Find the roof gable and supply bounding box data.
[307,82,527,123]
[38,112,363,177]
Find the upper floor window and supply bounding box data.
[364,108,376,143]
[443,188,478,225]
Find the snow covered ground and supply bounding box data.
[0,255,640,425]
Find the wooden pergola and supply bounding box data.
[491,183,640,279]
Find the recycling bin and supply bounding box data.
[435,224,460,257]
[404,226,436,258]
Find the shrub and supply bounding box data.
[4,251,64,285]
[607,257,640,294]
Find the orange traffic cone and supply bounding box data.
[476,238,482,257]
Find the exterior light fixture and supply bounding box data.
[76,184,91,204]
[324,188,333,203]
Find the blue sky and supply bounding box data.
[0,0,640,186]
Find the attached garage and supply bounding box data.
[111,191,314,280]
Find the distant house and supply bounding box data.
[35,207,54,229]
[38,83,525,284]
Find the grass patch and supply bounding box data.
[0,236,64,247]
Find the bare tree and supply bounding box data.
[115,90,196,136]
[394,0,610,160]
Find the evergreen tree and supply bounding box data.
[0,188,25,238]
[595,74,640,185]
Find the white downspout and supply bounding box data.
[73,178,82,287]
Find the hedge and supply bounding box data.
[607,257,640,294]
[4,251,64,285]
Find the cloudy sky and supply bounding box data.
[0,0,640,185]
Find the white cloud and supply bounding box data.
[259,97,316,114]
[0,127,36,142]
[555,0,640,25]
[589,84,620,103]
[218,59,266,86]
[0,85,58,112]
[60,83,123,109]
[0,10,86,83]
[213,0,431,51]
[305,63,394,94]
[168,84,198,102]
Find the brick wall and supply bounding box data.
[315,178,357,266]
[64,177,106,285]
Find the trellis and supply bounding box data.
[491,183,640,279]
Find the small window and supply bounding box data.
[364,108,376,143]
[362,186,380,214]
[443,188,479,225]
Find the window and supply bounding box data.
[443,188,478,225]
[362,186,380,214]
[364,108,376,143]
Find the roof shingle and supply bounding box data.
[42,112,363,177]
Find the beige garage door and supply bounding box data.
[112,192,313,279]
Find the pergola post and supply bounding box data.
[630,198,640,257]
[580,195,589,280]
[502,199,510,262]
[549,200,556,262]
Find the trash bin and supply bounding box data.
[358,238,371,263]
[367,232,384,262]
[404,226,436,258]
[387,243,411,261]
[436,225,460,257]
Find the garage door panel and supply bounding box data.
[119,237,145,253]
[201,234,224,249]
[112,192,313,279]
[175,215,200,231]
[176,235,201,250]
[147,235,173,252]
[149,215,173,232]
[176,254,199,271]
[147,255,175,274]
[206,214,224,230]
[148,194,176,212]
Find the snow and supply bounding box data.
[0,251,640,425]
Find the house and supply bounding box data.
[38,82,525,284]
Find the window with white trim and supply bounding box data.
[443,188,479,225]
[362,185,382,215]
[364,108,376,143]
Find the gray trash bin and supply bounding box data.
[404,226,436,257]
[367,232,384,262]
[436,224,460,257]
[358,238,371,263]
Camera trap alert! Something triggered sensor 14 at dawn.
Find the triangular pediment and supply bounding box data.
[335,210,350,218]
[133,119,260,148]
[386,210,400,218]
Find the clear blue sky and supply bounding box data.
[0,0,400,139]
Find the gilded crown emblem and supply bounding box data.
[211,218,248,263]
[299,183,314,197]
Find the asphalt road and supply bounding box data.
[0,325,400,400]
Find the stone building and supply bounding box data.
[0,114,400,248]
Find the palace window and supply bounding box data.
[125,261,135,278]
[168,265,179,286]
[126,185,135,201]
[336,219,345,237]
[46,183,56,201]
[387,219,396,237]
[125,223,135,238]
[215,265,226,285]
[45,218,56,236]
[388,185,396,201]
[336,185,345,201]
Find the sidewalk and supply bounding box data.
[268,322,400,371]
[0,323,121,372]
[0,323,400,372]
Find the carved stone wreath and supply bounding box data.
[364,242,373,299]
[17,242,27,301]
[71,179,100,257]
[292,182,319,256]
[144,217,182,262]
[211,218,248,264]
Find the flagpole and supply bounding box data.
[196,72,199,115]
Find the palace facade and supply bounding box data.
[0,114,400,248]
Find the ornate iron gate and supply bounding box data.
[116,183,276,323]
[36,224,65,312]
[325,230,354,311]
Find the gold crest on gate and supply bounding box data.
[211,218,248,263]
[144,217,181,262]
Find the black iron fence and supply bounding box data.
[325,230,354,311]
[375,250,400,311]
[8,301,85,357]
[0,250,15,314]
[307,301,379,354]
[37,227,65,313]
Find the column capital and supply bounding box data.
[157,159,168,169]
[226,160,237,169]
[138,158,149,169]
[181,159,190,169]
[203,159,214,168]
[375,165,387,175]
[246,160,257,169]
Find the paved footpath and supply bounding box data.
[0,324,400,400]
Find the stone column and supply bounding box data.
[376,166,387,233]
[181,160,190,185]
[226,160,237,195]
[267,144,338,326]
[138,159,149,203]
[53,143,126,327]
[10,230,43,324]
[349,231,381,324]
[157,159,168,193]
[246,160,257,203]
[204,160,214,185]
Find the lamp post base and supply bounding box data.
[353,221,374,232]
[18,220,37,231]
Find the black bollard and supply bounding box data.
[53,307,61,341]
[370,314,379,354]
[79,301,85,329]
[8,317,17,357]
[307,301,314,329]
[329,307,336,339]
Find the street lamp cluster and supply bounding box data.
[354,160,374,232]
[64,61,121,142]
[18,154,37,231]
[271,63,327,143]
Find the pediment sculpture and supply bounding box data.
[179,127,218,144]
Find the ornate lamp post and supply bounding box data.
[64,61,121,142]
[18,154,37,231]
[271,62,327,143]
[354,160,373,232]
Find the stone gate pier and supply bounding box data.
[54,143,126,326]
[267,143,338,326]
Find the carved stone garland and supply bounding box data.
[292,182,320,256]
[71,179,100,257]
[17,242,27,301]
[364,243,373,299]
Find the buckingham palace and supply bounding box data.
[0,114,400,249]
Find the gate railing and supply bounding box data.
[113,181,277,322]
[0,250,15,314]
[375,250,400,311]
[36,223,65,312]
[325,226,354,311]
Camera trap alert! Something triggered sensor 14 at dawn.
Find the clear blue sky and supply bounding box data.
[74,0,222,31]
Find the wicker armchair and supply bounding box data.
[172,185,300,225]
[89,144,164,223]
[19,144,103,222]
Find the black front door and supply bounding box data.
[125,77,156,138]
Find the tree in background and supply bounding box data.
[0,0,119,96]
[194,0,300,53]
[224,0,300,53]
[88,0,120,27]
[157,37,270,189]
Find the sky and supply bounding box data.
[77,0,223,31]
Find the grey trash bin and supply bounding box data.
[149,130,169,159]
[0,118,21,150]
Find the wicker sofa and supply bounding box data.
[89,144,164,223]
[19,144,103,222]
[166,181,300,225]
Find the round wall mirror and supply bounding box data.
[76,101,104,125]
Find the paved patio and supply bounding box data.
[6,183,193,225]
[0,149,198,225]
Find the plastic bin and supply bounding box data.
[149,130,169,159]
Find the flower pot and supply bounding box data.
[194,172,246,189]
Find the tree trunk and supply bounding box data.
= = =
→ **Requirement**: Display each line of the listing above that contains the word "door".

→ **Solution below**:
Find the beige garage door and supply bounding box data.
Find the garage door panel and supply bounding box data.
Find the black front door and supply bounding box data.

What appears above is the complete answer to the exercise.